EXERCISE GOAL
Once the line with "Target: recessed light" is found in the entries below, print it and each following line exactly, stopping after the line with "[locate] pale yellow"; print nothing else.

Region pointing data
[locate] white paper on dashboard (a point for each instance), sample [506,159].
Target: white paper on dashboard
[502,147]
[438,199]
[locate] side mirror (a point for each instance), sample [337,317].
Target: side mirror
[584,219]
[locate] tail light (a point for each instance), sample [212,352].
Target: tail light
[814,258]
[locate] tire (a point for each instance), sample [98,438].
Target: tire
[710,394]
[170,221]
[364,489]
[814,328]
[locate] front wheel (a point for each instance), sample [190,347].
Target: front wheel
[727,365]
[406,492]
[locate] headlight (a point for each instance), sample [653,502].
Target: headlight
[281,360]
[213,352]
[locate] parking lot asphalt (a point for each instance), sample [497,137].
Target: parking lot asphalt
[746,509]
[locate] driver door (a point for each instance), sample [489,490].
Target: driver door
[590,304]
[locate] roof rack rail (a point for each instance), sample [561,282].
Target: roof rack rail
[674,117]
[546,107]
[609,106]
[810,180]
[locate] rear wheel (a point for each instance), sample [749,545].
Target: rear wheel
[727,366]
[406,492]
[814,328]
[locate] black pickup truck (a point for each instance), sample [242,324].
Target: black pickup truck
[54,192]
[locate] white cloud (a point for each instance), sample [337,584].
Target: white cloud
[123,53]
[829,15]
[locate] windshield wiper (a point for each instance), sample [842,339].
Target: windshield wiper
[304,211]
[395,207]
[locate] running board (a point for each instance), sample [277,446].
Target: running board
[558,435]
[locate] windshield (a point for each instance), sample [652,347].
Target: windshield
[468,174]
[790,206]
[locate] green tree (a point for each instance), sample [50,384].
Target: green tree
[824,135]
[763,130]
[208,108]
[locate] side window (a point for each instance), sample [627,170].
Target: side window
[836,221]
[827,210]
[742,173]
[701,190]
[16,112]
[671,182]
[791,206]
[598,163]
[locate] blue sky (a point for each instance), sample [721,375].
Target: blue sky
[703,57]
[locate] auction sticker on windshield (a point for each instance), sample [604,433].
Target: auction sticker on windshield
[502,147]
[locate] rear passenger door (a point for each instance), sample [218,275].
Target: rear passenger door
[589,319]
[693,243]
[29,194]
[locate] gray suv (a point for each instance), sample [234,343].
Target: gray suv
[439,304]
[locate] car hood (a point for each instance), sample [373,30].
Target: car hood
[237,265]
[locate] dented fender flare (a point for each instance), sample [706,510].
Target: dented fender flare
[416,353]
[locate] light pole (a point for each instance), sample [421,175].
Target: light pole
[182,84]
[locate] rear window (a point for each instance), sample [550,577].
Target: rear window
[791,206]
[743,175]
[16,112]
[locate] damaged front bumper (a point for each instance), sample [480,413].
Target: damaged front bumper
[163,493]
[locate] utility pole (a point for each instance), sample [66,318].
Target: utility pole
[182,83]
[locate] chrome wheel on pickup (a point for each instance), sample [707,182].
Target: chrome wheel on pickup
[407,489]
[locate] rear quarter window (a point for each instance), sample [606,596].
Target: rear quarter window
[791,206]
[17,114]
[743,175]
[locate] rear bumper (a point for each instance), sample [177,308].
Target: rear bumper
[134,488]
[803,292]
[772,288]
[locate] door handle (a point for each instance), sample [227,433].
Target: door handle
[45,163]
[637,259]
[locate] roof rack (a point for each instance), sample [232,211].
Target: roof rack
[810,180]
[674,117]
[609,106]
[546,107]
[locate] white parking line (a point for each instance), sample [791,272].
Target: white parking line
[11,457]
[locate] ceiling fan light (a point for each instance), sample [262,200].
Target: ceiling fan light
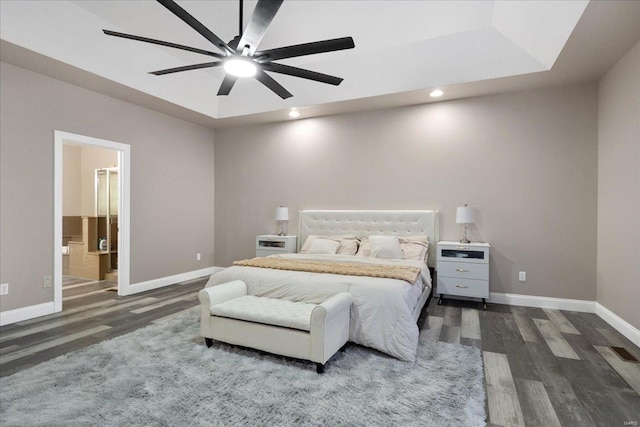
[240,67]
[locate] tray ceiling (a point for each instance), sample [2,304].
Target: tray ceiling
[401,46]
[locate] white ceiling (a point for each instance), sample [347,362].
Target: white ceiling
[401,46]
[450,40]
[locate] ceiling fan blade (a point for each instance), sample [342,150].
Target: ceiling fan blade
[269,82]
[163,43]
[195,24]
[300,72]
[262,16]
[306,49]
[186,68]
[227,84]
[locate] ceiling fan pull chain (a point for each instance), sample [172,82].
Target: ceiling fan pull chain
[240,18]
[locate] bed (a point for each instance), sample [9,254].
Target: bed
[385,309]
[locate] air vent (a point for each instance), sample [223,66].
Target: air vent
[624,354]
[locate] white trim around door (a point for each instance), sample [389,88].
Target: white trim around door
[124,199]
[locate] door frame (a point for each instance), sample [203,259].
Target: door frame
[124,222]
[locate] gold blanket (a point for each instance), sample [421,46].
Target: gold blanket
[401,272]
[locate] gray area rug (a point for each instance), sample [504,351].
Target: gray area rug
[165,375]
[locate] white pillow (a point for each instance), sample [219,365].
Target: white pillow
[323,246]
[387,247]
[348,243]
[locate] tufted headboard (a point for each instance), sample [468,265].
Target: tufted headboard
[365,223]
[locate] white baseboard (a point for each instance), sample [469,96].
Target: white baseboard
[619,324]
[25,313]
[33,311]
[170,280]
[543,302]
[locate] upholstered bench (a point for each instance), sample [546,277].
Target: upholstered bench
[312,332]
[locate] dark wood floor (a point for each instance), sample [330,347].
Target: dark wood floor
[542,367]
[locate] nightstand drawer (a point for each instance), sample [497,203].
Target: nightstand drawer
[462,252]
[269,244]
[463,270]
[463,287]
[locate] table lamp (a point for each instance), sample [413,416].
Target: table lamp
[465,215]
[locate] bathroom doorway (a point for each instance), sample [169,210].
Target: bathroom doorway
[91,217]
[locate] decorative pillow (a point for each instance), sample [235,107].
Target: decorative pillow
[413,247]
[387,247]
[348,243]
[323,246]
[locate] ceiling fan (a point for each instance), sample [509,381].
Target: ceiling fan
[240,57]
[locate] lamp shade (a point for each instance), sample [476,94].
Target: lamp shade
[465,215]
[282,214]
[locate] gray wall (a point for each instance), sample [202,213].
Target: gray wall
[172,181]
[618,279]
[527,161]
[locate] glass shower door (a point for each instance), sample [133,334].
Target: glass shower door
[107,213]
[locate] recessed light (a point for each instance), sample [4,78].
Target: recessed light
[240,66]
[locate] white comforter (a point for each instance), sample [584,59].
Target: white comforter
[381,314]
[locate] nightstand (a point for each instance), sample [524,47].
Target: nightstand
[463,270]
[271,244]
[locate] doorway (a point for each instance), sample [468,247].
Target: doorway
[106,232]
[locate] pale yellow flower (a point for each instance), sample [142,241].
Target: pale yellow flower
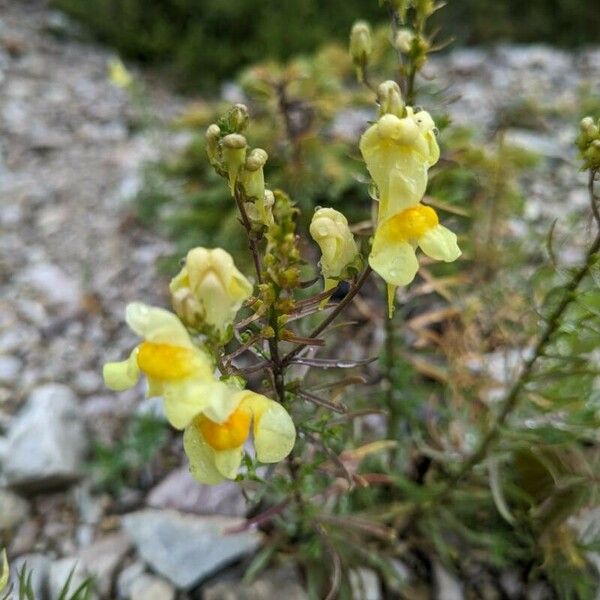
[398,153]
[393,253]
[211,279]
[175,368]
[5,572]
[118,74]
[329,228]
[214,443]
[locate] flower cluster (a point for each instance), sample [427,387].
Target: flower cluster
[398,150]
[588,142]
[216,415]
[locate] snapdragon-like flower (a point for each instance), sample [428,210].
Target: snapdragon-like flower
[209,289]
[4,572]
[398,153]
[214,443]
[329,228]
[175,368]
[393,252]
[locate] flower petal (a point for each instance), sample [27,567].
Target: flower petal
[393,260]
[186,399]
[201,457]
[122,375]
[228,462]
[440,244]
[157,325]
[274,430]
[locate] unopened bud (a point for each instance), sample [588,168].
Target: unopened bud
[404,40]
[424,7]
[390,100]
[213,133]
[238,118]
[361,44]
[256,159]
[589,127]
[187,308]
[234,156]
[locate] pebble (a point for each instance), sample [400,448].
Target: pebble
[10,369]
[60,570]
[47,442]
[179,490]
[150,587]
[14,510]
[102,559]
[184,548]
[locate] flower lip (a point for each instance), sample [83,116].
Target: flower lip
[412,223]
[228,435]
[164,361]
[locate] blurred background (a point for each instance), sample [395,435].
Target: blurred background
[104,186]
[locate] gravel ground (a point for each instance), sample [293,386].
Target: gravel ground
[72,256]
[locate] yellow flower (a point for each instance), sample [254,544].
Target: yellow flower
[176,369]
[211,281]
[329,228]
[398,153]
[118,75]
[214,443]
[4,573]
[393,252]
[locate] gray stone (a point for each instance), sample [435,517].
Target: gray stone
[53,283]
[126,578]
[46,443]
[537,143]
[152,407]
[10,369]
[150,587]
[39,567]
[447,586]
[14,510]
[102,559]
[365,584]
[186,549]
[273,584]
[60,570]
[181,491]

TASK SOLUTION
Target: recessed light
[240,66]
[locate] white comforter (a point for each instance), sample [584,59].
Target: white comforter
[381,314]
[locate] nightstand (a point for each instance), sample [524,47].
Target: nightstand
[463,270]
[271,244]
[locate] doorway (a point for each instance), sample [468,247].
Target: doorway
[106,232]
[locate] pale yellow flower (a point for each instance), sample [142,241].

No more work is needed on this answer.